[Excerpts from location labeling material]
[START]
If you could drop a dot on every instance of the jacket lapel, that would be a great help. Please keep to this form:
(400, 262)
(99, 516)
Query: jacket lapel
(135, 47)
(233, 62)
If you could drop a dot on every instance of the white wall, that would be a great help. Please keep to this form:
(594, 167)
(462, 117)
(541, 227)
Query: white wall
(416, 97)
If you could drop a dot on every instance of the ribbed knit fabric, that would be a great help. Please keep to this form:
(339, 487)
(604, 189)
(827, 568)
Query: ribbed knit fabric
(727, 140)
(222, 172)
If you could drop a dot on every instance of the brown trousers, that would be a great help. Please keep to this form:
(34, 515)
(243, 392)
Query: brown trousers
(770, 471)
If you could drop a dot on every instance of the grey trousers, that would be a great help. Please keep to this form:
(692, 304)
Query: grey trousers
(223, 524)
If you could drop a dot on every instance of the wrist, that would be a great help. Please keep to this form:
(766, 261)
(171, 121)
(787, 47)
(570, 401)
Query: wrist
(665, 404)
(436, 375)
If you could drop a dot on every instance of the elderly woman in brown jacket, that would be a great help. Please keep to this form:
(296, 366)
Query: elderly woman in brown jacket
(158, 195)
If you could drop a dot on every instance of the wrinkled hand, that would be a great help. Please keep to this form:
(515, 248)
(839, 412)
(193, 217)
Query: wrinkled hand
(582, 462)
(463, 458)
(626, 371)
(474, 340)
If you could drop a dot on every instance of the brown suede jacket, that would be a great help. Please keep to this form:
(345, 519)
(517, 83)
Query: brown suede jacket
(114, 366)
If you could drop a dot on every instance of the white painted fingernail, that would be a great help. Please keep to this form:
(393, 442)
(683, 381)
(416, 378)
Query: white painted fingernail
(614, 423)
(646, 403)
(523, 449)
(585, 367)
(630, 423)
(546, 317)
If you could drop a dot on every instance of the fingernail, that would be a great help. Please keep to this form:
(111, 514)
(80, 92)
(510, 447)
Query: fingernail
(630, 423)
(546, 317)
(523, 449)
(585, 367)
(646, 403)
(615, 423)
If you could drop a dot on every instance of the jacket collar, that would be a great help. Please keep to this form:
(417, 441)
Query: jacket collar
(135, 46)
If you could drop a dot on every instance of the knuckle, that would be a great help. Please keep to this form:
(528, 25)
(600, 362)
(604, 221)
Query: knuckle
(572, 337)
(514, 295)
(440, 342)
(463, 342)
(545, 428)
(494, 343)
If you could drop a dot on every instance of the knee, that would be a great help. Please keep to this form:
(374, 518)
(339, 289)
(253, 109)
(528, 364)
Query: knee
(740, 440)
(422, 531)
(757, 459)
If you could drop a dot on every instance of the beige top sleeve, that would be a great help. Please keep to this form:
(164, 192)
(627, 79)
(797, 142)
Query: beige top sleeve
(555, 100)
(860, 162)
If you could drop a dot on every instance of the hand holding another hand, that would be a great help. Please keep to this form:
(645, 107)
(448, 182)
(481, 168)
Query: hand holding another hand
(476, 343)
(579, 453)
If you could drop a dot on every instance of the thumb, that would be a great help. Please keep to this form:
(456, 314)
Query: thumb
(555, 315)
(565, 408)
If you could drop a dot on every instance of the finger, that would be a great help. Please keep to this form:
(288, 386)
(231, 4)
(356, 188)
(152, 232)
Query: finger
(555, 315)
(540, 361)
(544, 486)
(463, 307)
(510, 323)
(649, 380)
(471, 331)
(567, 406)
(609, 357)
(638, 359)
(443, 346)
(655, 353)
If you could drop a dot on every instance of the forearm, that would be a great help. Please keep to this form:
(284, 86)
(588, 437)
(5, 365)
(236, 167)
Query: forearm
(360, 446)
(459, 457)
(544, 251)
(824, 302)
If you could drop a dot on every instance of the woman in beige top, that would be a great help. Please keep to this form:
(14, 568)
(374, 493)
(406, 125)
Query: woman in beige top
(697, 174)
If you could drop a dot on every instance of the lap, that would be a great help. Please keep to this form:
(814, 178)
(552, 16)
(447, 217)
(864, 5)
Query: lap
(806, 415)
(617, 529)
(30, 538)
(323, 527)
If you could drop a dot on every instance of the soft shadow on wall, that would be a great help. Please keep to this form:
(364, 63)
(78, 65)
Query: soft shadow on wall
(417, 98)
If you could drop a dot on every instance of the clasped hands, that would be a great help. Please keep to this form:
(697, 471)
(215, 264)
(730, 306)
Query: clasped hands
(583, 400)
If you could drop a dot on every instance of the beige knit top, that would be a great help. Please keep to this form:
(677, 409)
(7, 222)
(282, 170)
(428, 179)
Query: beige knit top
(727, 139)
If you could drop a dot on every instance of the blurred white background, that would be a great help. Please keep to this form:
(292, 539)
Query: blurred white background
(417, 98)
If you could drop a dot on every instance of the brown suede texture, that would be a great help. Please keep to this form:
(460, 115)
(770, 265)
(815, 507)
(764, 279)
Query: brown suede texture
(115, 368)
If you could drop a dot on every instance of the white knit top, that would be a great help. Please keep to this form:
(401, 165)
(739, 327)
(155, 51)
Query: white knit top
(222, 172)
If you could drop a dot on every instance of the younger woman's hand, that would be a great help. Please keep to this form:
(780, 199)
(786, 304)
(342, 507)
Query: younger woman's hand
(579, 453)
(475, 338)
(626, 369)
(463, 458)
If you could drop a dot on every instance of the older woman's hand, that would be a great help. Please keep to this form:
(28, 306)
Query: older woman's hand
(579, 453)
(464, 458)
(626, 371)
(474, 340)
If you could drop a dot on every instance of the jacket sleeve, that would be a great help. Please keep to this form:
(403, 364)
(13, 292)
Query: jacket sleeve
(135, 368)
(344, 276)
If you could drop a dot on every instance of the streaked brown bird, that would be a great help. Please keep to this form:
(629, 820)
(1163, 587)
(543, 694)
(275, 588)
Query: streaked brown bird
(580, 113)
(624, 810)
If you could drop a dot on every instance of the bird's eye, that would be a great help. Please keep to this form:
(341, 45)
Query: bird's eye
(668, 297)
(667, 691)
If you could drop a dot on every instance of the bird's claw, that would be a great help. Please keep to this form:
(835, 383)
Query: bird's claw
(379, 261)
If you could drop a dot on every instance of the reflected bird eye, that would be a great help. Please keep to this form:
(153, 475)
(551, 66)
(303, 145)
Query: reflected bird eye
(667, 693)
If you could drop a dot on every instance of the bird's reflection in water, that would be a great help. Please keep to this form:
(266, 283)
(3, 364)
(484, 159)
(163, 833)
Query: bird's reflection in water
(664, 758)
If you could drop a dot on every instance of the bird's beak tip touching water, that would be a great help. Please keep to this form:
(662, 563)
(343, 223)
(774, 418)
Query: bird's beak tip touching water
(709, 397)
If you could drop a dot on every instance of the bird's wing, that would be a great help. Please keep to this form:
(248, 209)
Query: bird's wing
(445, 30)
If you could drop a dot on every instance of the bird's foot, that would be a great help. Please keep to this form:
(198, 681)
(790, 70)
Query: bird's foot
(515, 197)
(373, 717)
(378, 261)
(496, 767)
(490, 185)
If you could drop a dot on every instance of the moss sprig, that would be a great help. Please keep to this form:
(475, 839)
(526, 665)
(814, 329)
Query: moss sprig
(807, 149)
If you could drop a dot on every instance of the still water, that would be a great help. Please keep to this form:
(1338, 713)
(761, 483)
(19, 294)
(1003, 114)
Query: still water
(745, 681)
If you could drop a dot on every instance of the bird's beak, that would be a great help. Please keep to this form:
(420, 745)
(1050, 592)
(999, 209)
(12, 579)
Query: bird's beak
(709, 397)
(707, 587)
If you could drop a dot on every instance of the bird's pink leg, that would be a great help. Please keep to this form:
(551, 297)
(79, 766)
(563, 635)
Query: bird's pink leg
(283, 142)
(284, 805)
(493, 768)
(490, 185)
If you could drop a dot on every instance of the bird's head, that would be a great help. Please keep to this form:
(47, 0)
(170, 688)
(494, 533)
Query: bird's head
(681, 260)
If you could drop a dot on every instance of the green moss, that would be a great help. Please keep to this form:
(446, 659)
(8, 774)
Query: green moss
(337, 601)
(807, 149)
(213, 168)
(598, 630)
[END]
PROBLEM STATEMENT.
Rewrite everything from the line containing "of the green" down through the end of the material, substituting "lichen" for "moss" and leaving all else unchanged.

RIGHT ANSWER.
If you could drop a dot on every instance of the green lichen, that would be a great help. Please keep to this form:
(446, 659)
(8, 774)
Query: green lichen
(337, 601)
(807, 149)
(213, 168)
(598, 630)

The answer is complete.